__Given data__:
::::::::::

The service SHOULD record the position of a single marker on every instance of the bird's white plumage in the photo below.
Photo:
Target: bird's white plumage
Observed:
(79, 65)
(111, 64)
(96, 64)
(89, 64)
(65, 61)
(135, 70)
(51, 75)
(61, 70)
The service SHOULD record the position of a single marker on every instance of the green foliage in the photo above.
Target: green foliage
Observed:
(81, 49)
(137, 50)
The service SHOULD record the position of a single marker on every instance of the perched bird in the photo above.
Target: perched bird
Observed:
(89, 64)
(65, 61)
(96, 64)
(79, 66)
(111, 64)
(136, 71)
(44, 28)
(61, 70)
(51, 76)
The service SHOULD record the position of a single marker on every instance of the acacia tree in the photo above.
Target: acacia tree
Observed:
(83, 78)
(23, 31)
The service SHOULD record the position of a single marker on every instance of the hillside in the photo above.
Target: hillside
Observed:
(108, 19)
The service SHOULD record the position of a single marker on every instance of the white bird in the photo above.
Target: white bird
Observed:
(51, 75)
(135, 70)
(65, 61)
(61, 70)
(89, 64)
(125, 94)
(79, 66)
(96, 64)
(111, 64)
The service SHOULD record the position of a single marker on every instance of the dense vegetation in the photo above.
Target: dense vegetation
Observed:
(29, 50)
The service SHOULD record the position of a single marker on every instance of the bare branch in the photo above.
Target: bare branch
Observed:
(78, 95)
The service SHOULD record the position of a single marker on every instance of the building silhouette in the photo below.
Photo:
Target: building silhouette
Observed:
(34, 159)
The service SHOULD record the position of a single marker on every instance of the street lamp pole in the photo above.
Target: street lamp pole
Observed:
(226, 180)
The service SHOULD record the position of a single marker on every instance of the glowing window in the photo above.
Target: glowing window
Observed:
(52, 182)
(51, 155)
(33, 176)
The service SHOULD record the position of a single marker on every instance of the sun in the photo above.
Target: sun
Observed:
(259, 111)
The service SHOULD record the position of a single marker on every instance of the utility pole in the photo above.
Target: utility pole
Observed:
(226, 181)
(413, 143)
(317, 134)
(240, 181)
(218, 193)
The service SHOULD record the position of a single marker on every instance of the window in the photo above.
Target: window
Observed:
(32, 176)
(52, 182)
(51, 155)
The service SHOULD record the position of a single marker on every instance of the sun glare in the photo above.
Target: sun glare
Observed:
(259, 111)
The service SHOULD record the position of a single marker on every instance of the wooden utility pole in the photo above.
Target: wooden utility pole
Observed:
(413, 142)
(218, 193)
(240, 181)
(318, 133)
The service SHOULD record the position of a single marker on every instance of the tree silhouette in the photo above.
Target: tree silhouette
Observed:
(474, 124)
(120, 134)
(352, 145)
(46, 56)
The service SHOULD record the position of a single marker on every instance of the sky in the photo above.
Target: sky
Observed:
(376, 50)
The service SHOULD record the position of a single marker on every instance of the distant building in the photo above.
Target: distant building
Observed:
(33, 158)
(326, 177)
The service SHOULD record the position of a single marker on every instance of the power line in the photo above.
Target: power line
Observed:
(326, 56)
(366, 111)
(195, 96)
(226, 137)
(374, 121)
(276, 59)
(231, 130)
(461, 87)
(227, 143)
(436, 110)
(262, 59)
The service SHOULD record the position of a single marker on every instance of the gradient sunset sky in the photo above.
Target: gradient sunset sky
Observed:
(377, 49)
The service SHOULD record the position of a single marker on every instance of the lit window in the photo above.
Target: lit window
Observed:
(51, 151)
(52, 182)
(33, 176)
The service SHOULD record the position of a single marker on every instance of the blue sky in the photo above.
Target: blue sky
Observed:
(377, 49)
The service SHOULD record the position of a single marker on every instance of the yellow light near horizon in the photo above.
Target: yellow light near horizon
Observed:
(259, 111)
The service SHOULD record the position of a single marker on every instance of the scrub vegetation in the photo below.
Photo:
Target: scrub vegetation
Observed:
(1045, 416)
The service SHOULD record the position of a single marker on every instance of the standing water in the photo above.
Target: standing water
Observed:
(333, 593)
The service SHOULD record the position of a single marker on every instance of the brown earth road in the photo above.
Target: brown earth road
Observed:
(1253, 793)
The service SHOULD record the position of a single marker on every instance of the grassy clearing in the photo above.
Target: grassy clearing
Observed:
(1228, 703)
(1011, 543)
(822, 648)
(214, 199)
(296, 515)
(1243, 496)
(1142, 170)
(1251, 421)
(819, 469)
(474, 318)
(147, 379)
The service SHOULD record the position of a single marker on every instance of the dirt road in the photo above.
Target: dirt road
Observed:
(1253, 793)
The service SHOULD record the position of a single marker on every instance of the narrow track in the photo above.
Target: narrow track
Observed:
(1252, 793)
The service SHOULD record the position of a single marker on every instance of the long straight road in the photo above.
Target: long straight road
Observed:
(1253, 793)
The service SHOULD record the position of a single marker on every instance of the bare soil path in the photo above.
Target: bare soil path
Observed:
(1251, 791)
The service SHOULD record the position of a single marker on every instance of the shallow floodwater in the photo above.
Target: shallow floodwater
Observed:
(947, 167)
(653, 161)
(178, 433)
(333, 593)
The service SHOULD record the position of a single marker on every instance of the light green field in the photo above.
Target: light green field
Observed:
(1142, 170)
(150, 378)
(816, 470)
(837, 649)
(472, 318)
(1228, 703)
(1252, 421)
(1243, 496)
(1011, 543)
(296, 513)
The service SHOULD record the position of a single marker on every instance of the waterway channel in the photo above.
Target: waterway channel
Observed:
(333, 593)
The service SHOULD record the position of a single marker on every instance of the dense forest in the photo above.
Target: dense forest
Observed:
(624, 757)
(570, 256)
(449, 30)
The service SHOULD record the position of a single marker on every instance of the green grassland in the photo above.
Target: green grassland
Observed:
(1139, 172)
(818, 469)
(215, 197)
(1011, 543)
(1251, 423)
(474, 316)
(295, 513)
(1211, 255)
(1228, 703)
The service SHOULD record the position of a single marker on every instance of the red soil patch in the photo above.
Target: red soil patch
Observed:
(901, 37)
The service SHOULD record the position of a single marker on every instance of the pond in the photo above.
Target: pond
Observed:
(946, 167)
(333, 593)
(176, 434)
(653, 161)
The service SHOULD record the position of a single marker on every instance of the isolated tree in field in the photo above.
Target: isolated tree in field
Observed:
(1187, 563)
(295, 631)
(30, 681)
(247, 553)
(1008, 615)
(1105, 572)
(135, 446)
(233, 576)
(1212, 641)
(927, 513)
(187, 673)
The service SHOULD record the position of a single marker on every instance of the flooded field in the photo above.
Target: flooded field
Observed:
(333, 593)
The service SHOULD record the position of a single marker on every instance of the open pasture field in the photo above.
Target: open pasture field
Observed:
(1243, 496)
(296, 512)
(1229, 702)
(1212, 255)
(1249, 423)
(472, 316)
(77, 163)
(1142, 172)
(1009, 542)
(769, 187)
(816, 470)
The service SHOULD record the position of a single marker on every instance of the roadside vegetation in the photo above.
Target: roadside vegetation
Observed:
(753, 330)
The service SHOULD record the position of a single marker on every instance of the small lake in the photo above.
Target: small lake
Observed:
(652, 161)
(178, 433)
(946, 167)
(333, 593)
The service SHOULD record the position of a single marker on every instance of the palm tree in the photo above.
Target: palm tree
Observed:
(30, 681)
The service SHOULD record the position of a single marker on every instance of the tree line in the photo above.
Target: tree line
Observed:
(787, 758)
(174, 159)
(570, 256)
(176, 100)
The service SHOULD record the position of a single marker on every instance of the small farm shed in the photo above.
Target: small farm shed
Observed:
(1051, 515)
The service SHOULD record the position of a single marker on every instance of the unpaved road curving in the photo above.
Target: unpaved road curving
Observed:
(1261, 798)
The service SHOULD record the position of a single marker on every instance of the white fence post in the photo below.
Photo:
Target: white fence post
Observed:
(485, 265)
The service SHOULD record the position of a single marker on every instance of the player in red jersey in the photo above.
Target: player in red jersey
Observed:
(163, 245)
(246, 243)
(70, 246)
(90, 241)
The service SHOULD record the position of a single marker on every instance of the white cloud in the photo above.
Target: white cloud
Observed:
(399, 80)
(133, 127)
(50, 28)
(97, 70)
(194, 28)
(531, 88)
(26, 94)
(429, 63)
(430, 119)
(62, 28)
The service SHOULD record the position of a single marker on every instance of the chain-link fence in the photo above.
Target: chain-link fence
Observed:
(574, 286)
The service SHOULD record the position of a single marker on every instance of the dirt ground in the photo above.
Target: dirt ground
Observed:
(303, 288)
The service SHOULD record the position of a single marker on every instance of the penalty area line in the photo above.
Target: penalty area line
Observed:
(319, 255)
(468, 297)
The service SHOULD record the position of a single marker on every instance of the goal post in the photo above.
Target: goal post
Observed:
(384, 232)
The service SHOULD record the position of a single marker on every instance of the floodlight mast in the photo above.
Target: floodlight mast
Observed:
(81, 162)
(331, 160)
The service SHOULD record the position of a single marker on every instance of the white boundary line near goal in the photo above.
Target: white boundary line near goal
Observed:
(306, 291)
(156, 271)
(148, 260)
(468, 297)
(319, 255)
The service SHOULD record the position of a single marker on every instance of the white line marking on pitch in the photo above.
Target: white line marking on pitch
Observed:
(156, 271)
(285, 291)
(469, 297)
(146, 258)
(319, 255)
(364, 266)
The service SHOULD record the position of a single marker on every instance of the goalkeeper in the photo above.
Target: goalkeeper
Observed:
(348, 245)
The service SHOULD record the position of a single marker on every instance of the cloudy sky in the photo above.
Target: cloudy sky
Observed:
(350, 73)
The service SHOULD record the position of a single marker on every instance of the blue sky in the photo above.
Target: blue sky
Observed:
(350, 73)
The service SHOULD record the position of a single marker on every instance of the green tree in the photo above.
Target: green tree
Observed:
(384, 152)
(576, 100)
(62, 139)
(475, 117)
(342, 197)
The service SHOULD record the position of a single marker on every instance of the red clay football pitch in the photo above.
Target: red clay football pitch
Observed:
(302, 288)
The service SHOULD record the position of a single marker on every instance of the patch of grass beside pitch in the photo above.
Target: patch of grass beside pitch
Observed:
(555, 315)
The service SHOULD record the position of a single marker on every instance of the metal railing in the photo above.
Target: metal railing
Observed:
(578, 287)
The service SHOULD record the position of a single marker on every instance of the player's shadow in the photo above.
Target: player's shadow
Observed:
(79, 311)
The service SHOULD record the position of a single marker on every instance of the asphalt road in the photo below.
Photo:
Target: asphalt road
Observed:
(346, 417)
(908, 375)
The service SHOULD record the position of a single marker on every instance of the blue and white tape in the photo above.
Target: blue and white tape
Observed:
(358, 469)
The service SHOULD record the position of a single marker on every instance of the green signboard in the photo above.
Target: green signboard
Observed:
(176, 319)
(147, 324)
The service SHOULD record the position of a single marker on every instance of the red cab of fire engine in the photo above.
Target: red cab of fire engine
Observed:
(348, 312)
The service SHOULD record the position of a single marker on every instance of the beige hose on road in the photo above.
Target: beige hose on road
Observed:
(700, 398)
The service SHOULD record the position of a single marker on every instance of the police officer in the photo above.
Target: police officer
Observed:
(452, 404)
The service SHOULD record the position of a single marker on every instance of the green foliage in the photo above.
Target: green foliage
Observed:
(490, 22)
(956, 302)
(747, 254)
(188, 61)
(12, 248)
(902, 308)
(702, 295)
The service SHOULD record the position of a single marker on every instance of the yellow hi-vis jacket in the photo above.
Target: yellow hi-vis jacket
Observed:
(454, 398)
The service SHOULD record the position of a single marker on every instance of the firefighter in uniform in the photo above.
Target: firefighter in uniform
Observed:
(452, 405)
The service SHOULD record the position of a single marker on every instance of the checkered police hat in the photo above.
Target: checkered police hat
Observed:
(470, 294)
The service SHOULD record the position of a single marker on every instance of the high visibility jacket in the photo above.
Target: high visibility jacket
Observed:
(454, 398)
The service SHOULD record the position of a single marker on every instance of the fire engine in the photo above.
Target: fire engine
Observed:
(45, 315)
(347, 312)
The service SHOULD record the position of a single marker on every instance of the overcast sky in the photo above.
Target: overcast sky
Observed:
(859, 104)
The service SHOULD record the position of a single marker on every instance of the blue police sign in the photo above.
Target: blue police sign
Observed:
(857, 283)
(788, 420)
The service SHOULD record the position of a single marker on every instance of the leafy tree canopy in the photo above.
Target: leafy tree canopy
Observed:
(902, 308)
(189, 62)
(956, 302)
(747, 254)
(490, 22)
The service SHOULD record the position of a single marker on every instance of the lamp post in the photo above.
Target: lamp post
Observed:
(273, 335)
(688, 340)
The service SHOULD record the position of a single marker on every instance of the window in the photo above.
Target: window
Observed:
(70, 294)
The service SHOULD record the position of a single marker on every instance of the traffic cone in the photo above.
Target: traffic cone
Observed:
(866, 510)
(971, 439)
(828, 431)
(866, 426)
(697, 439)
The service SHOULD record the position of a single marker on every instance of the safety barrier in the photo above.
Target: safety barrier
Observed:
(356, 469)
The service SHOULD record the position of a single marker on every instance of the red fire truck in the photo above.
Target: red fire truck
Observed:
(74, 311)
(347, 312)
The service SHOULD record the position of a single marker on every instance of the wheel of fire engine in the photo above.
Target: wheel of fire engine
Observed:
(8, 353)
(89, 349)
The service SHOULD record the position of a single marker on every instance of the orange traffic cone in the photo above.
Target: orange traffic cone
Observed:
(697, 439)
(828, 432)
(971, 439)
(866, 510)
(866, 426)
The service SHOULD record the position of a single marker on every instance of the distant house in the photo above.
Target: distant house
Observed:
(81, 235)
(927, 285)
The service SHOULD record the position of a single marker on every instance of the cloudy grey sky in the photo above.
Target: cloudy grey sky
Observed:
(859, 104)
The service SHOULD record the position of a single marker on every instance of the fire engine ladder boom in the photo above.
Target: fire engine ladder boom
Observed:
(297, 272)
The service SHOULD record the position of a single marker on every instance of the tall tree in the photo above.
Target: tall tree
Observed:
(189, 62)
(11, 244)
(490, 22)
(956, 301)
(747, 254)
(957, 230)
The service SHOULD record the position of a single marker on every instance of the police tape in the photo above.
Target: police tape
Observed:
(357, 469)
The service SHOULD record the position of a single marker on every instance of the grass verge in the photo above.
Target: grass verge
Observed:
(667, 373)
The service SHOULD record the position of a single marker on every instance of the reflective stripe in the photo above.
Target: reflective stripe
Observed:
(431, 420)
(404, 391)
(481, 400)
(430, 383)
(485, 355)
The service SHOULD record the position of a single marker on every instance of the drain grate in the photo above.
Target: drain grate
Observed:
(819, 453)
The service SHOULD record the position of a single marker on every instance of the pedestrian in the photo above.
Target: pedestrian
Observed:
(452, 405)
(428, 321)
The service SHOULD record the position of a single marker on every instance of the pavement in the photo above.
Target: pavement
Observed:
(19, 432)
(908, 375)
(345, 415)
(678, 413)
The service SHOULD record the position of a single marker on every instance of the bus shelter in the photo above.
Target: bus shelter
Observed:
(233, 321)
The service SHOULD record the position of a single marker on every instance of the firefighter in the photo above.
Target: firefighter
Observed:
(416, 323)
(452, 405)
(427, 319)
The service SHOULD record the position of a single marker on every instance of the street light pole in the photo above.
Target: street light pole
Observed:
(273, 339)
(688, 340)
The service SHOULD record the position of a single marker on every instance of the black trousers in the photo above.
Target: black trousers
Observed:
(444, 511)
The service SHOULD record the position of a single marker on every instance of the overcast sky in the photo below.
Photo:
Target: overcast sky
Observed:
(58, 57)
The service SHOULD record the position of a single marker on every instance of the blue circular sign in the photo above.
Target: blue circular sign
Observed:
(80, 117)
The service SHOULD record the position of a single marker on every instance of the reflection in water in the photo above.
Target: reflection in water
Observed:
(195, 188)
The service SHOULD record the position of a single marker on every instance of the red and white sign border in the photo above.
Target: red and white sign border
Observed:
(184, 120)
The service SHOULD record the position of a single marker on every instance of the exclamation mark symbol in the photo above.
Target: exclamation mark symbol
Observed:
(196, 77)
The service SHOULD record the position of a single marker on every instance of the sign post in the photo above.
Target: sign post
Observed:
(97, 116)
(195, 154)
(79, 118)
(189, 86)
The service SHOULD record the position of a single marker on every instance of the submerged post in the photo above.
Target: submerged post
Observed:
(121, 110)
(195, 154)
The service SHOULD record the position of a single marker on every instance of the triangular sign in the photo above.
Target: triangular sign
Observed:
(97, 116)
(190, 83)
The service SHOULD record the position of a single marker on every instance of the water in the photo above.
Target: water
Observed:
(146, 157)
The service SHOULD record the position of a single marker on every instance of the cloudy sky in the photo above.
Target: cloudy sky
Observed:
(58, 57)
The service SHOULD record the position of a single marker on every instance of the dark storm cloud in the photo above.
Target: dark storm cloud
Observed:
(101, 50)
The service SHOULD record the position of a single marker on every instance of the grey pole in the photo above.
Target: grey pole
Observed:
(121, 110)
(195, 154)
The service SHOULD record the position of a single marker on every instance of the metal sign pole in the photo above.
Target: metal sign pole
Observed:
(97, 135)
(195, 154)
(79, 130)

::::::::::

__Aim of the exercise__: From the material above, set down exactly the lines starting at the one with "hi-vis jacket in the photo above." and ending at the one with "lamp post in the photo above.", end lines included.

__Exercise output__:
The service SHOULD record the position of a single marker on every instance of the yellow hi-vis jacket in the photo above.
Target: yellow hi-vis jacket
Observed:
(454, 398)
The service SHOULD record the position of a single marker on every instance of the firefighter in uniform in the photo above.
Target: firefighter in uniform
Observed:
(452, 405)
The service SHOULD record the position of a single marker on every instance of the checkered police hat in the photo above.
Target: checkered police hat
Observed:
(470, 294)
The service SHOULD record the position of a single marker on every instance of the high visibility jacket in the photo above.
Target: high visibility jacket
Observed:
(454, 398)
The service SHOULD record the position of a single marker on every instance of the fire engine in the photo above.
Target: fire engine
Observed:
(45, 315)
(347, 312)
The service SHOULD record the position of a single marker on every instance of the overcast sky in the photo above.
Target: overcast sky
Observed:
(859, 104)
The service SHOULD record the position of a single marker on every instance of the blue police sign in the photo above.
Target: blue police sign
Observed:
(857, 283)
(788, 420)
The service SHOULD record the position of a single marker on every instance of the leafy tree canopy in the photo above.
Target: leafy tree canopy
Observed:
(902, 308)
(189, 62)
(956, 302)
(747, 254)
(490, 22)
The service SHOULD record the position of a single marker on every instance of the lamp post in the photo above.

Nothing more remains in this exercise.